Prompt ▸ Please continue the post on risk-based testing, picking up right after its final sentence.

Selected extract ▸
+--
Posted by The nFocus Team on 30/10/2019

Risk Assessment and Analysis

As testers we are inclined to try to test everything, however factors such as timescales, available resources, technical complexities and costs can prevent this from happening.

risk based testing

We need to use the resources we have as effectively as possible, we need to test the most important things as a priority.

So how do we know what is most important?

This is where we apply risk-based analysis to determine the areas that carry the most risk and prioritise testing these areas first. Risk is the probability of the asset under test not working as required and the impact if it doesn’t work as required. This approach is known as risk based testing.

When assessing the probability of the risk occurring, you could consider if the asset is new, is it complex, have there been recent failures and does history indicate it will be poor quality?

For impact, consider how critical the asset is, this could mean critical as in human life or critical to the organisation operation, will the organisations reputation suffer how many users rely on it, what is the importance of these users?

When thinking about risk, remember non-functional testing, is sensitive data involved, is it secure, is it recoverable, usable, how many users are expected etc.

You may have the information readily available, you may need to seek information from colleagues or use incident reports.
+--
Recorded data ▸
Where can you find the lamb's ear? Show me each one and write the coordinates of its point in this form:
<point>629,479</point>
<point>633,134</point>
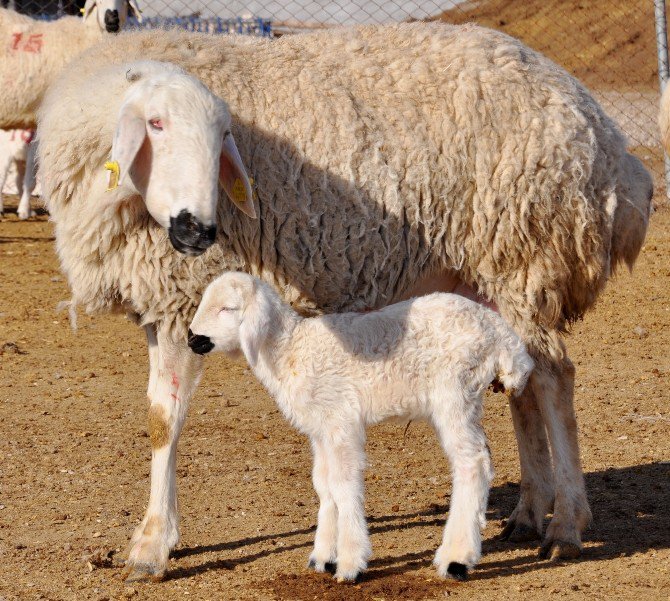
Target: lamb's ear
+--
Output ▸
You can use a matrix that will allocate different areas and tests risk values. This makes assigning the risk values easy and provides clear information on which areas need to be tested as a priority. The complexity of the matrix used will depend upon what works best for you and your organisation but it will usually follow this calculation:

Risk Score = Impact + Probability or Risk Score = Impact x Probability

Once you have allocated and agreed the risk scores with your stakeholders you can agree what needs to be tested as a minimum. Risk scoring provides information to make decisions on which tests need to be run as a minimum and which test can be sacrificed.

For an organisation we’re working with, we wanted to provide an easy mechanism to provide a quick response on the level of testing required for a change. Using the risk based testing approach, we agreed the criteria for higher risk changes.

Once we agreed our criteria, we turned these into simple yes/no questions and using SharePoint created a simple set of questions with an automated decisioning flow. Our colleagues can quickly receive an automated response on whether their change is considered a low enough risk to follow the BAU change process or whether it needs to be accessed in more detail by the test team.